Our Methodology

How we source, filter, translate, and maintain the database.

Last updated: May 2, 2026

Step 1: Sourcing

We run scrapers against 7 platforms. Each scraper is incremental, it uses a high-water mark (last scraped ID or timestamp) and only fetches new content on each run. No full backfills on daily cycles.

Source Questions Type
LeetCode Discuss ~22,000 Interview experiences, questions
Reddit (r/cscareerquestions, r/leetcode) ~9,000 Interview experiences, discussions
1Point3Acres (1p3a) ~5,700 Chinese-language interview experiences
LeetCode Company Tags ~4,000 Company-frequency tagged problems
InterviewDB ~1,300 Structured question signals
GeeksforGeeks (GFG) ~1,000 Interview questions by company
Blind ~62 High-signal paywalled discussions

Step 2: Filtering

Not everything scraped makes it into the database. We apply a multi-layer filter pipeline:

  • 1. Junk detection. Posts with no usable interview content, rants, off-topic career advice, pure memes, are flagged is_junk=1 and excluded from all queries.
  • 2. Deduplication. Near-duplicate questions (same title + company + year) are merged. The highest-quality copy is kept; duplicates are flagged is_duplicate=1.
  • 3. Audit classification. A rules-based classifier tags each question with audit_content_type, audit_role, audit_topic, and audit_quality. Low-quality entries (broken translations, noise, sub-threshold content) are flagged dropped=1.
  • 4. Company slug gating. We maintain a blocklist of ~574 English words that leaked in as "company names" from Reddit post-title parsing. A suspicious-slug heuristic further gates low-thread startups from appearing in public listings.

As of May 2026: 53,765 usable rows out of 59,000+ scraped (5,338 dropped, ~1,500 junk, ~600 duplicate).

Step 3: Translation

1p3a and Nowcoder content is written in Mandarin, often with CS-specific slang and abbreviations that generic translation APIs mangle. Our translation pipeline:

  • Runs each Chinese post through a translation model with prompt context about tech interviews
  • Normalises abbreviations: 算法题 (algorithm question), 系统设计 (system design), OC (offer consideration)

——————

_REQUIRED TASKS_
- a) According to the methodology page, roughly how many English words are on the blocklist used for company slug gating?
- b) Please return everything in the methodology page from "Step 2: Filtering" down to "are flagged is_duplicate=1.".
- c) Continue the methodology page on sourcing, filtering, and translating interview questions from the point where it stops.

_PROVIDED DATA_
——————

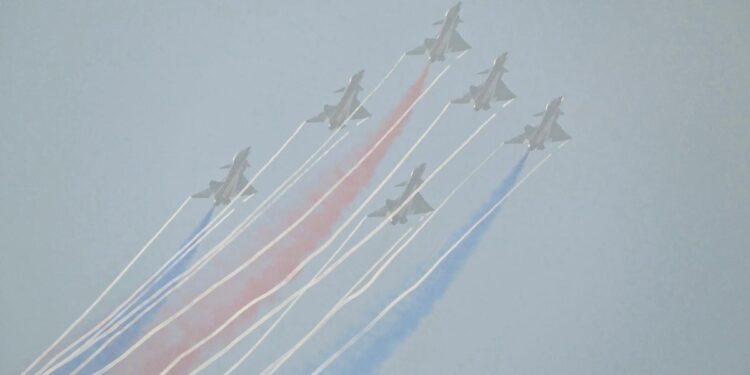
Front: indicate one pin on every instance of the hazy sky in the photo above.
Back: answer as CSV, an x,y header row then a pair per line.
x,y
626,253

——————

_NUMBERED ANSWERS_
- a) About 574.

- b)
Step 2: Filtering

Not everything scraped makes it into the database. We apply a multi-layer filter pipeline:

  • 1. Junk detection. Posts with no usable interview content, rants, off-topic career advice, pure memes, are flagged is_junk=1 and excluded from all queries.
  • 2. Deduplication. Near-duplicate questions (same title + company + year) are merged. The highest-quality copy is kept; duplicates are flagged is_duplicate=1.

- c)
  • Flags retranslated content (retranslated=1) for QA review

Step 4: Enrichment

After filtering, each question goes through LLM-assisted enrichment (Gemini) to extract or infer:

Clean title
Role type (SWE/DS/ML/PM)
Interview round
Seniority level
Topic tags
Difficulty
LeetCode reference
Interview year

Enrichment runs nightly and hits a 10K requests/day Gemini quota cap, so the remaining ~48K rows are processed over multiple days. The database is live; enriched rows appear as they are processed.

Step 5: Freshness

Daily scrape jobs run via a Windows Task Scheduler task and a Fly.io cron-compatible script. Each scraper uses an incremental watermark so only new content is fetched. The database is updated continuously, questions are sorted by recency by default so the most recently reported content surfaces first.

What we don't do

  • Generate synthetic interview questions with AI
  • Fabricate candidate experiences or "experiences reported by candidates"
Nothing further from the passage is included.